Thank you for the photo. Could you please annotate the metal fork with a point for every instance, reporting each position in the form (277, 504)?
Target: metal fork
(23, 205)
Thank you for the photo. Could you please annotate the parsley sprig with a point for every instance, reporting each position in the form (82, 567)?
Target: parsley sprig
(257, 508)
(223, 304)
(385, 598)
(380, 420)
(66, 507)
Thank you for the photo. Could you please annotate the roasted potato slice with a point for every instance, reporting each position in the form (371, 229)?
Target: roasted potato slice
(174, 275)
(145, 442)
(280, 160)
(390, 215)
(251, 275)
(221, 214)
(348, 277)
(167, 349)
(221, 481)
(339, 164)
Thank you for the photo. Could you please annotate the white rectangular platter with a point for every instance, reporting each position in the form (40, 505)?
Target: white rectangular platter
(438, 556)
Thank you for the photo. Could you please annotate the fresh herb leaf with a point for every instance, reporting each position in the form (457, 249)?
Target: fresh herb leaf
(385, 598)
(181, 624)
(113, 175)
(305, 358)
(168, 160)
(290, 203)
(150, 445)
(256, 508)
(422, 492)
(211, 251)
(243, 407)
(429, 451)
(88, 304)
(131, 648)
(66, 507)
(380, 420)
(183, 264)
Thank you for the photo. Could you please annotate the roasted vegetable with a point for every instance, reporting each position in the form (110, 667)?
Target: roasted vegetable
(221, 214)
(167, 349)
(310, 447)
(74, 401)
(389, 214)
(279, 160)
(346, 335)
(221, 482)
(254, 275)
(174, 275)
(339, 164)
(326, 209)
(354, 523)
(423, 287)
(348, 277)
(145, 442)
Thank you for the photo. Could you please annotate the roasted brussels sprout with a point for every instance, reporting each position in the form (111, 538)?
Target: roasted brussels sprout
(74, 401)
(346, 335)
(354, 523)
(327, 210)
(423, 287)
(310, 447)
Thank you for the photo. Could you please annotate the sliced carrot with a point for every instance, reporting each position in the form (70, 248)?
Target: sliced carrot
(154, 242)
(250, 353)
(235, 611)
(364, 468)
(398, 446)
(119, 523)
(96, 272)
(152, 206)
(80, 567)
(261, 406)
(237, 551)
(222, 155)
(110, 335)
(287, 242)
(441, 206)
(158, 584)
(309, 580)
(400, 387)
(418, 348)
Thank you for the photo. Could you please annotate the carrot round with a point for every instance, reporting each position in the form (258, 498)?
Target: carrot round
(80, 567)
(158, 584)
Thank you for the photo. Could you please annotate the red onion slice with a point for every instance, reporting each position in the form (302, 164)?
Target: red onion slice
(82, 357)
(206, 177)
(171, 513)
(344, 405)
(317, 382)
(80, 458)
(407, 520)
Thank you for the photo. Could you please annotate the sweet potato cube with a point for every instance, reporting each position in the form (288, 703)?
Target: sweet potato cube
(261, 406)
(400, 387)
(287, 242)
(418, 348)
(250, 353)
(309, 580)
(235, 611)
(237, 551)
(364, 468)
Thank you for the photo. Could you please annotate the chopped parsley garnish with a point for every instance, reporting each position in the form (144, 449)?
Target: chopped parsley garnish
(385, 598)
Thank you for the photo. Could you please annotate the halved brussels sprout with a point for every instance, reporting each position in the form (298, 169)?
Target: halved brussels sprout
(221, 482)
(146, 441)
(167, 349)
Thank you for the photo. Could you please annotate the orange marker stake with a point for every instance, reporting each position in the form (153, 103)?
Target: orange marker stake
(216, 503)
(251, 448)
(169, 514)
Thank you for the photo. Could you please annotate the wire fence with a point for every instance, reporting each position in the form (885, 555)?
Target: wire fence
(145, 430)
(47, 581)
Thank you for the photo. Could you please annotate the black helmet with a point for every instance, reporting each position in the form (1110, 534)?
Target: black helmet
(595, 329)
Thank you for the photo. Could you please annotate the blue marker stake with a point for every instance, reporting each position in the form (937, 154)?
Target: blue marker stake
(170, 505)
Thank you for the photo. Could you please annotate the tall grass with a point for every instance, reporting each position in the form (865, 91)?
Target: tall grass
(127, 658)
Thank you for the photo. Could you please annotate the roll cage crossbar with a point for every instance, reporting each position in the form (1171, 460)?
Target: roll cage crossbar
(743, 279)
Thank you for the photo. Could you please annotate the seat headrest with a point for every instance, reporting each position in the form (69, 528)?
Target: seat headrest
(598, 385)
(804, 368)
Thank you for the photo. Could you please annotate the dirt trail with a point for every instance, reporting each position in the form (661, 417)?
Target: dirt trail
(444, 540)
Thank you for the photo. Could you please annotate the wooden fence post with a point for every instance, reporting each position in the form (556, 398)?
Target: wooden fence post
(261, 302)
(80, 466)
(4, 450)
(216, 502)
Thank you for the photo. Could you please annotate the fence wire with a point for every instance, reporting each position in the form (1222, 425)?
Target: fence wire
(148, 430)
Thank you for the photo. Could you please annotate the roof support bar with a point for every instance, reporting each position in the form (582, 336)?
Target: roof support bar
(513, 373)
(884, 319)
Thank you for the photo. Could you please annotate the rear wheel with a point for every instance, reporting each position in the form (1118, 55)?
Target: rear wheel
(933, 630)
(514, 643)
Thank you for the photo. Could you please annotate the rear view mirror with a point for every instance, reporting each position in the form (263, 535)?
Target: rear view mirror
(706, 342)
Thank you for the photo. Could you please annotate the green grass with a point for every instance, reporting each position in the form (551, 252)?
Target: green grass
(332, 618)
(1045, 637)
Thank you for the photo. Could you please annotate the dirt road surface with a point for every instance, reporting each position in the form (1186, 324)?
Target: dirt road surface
______________________________
- THE PROBLEM: Reproduce nothing but the lines from the line containing "Thank you for the photo. Could you please annotate the roll" to the last line of the data, each exactly as written.

- FULL OUTPUT:
Thank you for the photo. Could you please annotate the roll cage crossbar with a point for every instance, reporting each position in the form (1171, 460)?
Target: roll cage crossbar
(743, 279)
Thank you for the photo. Could you please annotate the seat headrest with a point for every instance, reporting each position in the form (69, 528)?
Target: seat headrest
(598, 385)
(804, 368)
Thank you for the photo. Could you please annotate the dirt trail with a point for every instance, reporting each position in the form (661, 417)?
Target: dirt trail
(444, 540)
Thank you for the photo. Could you please annotate the wooden fence post with a point for every instance, reporting each position in the form (556, 398)?
Target: wooden fence post
(261, 302)
(80, 466)
(4, 450)
(216, 502)
Thank you for the photo. Could you please annotate the fence wire with a point for every instance, reporting each position in the form (1222, 425)?
Target: fence wire
(148, 430)
Thank you for the photo. Could you please annotate the roof support bar with a point for every instance, reporting each position in the form (582, 336)?
Target: roof support bar
(513, 373)
(884, 319)
Thank you for the photo. Could you please annotate the rear wheel with a point for every instance, reporting each position in the form (1118, 55)?
Target: rear wheel
(933, 630)
(514, 643)
Thank you for the photo. Could you please annotate the rear view mirror with a point for every instance, reporting each position in the form (263, 535)?
Target: rear view mirror
(706, 342)
Thank you for the photo. Could you please annotate the green grass with a point for every instance, reporting each position in the form (551, 252)?
Target: green grass
(332, 618)
(1045, 637)
Thank you for the photo. Could you please annotate the dirt road surface with a point for every instance, reporting each position in the form (1186, 324)?
Target: dirt road surface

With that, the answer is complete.